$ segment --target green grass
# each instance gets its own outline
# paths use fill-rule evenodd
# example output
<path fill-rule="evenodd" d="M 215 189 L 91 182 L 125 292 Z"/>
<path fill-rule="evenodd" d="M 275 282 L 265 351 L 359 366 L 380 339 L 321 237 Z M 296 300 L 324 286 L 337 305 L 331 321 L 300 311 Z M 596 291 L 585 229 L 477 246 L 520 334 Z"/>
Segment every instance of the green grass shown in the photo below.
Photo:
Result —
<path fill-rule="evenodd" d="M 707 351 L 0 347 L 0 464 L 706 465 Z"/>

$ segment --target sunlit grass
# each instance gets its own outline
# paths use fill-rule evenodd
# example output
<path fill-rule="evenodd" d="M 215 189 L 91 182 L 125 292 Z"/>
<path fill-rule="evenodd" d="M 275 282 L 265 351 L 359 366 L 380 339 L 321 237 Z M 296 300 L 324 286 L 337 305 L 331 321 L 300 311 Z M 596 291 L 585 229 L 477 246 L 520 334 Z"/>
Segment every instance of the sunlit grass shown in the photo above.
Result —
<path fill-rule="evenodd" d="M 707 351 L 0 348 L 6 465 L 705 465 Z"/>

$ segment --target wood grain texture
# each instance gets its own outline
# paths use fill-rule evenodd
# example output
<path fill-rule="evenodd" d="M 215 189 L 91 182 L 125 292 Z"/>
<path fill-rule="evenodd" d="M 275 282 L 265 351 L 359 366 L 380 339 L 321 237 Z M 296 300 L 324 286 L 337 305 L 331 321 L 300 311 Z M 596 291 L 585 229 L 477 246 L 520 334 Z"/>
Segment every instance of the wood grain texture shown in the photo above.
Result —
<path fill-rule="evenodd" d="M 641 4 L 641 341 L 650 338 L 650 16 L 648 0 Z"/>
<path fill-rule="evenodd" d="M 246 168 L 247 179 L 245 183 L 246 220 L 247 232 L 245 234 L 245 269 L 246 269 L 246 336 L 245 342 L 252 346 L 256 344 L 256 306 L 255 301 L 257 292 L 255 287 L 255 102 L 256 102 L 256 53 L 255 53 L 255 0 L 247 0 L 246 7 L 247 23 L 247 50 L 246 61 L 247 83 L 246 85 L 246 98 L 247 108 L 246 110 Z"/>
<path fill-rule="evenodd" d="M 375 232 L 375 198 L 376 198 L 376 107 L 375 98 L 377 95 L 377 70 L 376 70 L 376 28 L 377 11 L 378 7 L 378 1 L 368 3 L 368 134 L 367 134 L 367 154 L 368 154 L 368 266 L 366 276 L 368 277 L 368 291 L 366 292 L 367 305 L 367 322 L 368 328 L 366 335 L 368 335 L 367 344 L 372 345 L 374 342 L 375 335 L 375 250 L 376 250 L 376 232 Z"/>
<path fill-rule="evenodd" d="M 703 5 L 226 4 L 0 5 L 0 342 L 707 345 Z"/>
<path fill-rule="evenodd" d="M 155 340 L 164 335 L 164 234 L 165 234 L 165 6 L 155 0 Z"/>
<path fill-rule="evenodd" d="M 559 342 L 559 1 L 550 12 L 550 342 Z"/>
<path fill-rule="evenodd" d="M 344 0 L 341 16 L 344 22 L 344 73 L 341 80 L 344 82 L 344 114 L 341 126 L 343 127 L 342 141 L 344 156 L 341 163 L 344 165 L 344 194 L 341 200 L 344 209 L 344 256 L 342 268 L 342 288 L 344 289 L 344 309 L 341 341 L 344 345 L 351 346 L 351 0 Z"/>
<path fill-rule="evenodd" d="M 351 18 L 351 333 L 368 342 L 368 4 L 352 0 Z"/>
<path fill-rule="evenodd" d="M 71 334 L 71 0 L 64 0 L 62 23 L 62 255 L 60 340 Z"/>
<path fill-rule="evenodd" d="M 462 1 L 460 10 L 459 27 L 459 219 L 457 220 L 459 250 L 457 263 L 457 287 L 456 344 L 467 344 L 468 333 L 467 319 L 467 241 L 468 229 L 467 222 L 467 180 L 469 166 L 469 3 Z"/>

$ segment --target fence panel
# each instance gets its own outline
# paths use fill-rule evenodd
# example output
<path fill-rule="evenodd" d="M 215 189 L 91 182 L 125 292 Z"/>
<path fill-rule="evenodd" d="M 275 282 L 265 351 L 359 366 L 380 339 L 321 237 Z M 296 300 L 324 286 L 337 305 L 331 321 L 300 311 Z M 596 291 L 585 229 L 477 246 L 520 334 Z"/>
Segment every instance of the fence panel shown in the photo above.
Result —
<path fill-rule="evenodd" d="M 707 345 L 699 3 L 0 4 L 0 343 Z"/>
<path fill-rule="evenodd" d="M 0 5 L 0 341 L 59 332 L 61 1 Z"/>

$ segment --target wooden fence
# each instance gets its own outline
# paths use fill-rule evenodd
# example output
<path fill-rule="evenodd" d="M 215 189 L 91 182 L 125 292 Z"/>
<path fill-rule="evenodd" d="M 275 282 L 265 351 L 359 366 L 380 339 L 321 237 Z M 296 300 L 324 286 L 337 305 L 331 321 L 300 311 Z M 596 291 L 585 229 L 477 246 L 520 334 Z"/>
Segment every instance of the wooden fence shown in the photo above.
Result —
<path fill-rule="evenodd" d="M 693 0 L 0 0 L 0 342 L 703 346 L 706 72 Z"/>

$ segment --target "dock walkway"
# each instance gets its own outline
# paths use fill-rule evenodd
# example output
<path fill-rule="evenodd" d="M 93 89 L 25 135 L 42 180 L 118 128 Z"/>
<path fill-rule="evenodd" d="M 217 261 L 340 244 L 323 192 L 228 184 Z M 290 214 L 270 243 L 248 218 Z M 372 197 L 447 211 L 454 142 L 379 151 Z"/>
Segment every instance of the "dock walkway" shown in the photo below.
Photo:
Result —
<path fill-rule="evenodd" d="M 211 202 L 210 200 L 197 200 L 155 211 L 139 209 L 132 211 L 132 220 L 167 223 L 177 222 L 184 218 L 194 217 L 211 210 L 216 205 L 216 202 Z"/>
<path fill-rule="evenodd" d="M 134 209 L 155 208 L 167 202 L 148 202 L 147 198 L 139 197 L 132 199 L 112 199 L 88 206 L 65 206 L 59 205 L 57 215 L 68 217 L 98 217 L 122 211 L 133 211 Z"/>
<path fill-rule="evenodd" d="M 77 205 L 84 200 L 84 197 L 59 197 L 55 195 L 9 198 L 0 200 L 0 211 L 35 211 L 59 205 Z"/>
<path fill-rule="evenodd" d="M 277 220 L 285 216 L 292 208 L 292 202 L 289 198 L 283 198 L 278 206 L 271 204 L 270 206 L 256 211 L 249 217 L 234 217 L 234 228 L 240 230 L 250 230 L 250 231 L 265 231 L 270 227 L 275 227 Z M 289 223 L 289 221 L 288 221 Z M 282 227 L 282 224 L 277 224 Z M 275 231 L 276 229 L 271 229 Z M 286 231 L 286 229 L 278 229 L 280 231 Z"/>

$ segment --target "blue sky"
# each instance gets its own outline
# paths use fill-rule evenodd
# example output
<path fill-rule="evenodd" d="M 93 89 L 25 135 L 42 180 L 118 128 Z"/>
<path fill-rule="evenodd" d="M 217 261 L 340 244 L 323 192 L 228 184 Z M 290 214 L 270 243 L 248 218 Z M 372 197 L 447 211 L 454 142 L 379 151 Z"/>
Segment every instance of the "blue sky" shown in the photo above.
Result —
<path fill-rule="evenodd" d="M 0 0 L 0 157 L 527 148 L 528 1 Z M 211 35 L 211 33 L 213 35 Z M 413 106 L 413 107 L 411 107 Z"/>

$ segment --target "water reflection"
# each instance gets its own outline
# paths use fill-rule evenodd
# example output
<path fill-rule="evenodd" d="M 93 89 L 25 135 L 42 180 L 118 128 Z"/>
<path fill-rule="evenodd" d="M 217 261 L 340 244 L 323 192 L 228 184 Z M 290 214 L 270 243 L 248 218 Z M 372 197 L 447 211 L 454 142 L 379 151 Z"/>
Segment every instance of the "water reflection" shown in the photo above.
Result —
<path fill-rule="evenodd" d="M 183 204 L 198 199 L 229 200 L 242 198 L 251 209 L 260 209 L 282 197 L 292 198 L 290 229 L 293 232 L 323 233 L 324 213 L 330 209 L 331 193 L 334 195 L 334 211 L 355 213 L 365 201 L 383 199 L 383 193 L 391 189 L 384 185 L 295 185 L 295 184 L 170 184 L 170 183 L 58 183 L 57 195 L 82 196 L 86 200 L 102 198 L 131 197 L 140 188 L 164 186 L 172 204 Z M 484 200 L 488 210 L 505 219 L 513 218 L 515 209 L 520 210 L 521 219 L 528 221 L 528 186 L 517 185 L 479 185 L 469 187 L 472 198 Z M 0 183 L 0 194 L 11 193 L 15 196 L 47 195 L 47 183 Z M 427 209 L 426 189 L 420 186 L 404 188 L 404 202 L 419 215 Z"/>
● ● ● ●
▶ Given instruction
Can you reproduce the listing starting at the line containing "--target wooden fence" and ending at the line containing "0 342 L 703", replacing "wooden fence" with "picket fence" and keeping everything else the same?

▶ Correct answer
$ segment --target picket fence
# each instance gets its own outline
# paths use fill-rule evenodd
# example output
<path fill-rule="evenodd" d="M 215 189 L 91 182 L 125 292 Z"/>
<path fill-rule="evenodd" d="M 275 282 L 265 351 L 359 366 L 380 339 L 321 237 Z M 296 300 L 324 286 L 337 305 L 331 321 L 300 311 Z M 596 291 L 585 229 L 477 246 L 520 334 Z"/>
Segment every instance of the picket fence shown in the photo above.
Result —
<path fill-rule="evenodd" d="M 693 0 L 0 0 L 0 342 L 703 346 L 706 72 Z"/>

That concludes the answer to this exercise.